[Detection annotation lines]
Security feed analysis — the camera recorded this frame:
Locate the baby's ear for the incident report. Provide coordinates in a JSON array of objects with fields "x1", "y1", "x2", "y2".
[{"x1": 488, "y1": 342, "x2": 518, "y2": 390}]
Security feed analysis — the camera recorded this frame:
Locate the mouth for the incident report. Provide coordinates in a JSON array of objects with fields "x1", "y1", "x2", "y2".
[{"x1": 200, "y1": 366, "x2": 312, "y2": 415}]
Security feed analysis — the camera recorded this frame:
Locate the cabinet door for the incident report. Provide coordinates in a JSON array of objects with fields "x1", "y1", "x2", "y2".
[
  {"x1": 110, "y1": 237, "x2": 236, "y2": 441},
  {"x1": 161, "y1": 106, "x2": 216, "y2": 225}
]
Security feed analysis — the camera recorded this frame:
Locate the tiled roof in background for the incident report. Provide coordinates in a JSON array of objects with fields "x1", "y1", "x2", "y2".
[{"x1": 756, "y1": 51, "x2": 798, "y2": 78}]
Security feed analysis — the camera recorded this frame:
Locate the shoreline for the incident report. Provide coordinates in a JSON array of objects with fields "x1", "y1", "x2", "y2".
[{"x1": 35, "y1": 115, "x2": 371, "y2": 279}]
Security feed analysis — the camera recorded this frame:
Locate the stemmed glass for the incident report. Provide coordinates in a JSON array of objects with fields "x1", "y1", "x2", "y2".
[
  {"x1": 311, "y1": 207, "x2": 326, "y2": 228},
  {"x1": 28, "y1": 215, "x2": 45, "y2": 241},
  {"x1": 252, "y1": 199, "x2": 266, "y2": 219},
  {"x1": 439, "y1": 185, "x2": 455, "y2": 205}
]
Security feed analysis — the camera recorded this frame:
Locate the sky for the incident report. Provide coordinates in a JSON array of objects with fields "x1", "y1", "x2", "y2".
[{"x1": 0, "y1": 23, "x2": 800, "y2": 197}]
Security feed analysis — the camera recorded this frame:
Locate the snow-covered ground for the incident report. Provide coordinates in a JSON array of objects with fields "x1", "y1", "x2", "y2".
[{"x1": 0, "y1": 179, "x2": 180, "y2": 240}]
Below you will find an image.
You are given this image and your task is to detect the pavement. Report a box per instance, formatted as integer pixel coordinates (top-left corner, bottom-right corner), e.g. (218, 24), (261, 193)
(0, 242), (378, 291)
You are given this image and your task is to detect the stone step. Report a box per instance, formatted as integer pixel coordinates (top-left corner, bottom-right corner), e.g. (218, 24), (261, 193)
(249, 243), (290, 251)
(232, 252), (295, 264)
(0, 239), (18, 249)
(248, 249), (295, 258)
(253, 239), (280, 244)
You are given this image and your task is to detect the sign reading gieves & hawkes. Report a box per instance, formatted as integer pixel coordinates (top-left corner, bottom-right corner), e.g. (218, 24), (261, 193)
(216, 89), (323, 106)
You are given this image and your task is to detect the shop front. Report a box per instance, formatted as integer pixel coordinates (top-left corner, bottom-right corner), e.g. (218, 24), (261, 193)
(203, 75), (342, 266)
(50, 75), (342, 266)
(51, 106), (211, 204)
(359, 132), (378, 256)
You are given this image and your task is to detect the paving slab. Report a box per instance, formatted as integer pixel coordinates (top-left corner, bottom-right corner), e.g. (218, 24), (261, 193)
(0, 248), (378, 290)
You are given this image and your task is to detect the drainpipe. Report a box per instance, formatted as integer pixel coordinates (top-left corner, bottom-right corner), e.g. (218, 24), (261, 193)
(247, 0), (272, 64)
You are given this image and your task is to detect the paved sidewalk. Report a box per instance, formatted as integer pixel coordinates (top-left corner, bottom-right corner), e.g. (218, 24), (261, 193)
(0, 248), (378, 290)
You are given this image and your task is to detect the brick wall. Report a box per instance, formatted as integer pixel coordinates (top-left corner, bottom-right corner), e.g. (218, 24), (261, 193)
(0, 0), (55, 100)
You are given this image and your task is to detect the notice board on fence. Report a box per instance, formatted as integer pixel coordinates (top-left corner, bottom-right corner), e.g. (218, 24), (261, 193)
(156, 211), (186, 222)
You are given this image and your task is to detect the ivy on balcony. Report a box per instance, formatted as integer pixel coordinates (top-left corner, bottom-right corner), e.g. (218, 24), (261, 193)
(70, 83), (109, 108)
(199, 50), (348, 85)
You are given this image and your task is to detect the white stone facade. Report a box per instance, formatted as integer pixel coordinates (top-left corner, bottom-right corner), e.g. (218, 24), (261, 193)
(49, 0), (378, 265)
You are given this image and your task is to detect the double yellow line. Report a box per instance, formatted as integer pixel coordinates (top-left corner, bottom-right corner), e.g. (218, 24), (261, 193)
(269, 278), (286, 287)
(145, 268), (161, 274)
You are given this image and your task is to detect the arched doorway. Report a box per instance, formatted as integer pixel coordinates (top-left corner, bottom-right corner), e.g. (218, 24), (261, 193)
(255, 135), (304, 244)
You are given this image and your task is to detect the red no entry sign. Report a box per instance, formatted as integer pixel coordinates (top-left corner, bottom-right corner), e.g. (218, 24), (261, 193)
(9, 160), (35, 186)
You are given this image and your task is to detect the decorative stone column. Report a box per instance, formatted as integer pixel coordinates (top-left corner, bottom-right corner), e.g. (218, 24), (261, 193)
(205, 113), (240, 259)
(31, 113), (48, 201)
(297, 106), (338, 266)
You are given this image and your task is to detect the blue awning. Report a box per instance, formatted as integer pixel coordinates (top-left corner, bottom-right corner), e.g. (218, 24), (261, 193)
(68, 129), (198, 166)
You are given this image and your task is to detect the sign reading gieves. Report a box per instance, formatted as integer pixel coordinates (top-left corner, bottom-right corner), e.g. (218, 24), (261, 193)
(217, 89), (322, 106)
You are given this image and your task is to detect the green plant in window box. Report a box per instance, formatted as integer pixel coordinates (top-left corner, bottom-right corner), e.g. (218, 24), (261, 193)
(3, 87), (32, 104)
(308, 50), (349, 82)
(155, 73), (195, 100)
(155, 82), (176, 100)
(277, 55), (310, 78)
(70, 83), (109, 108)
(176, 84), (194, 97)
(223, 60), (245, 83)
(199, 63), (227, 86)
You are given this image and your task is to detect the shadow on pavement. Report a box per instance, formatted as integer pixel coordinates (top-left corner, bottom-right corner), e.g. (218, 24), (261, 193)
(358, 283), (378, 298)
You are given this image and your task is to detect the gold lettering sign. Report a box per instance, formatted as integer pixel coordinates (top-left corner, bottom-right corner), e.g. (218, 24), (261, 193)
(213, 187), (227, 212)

**Written task:** Write out the lines starting with the one containing "detect the shadow" and ending with the last line, putting "object" in place of "instance" and keeping everything else the same.

**Final answer:**
You are given this image and your task is to detect the shadow on pavement. Report a box per object, formatted as integer pixel coordinates (top-left corner, bottom-right corner), e.g. (218, 24), (261, 193)
(358, 283), (378, 298)
You are given this image and your task is to detect the gold lettering sign. Report a box per object, formatted as integer pixel coordinates (top-left corner, bottom-right corner), e.g. (218, 24), (261, 193)
(213, 187), (227, 212)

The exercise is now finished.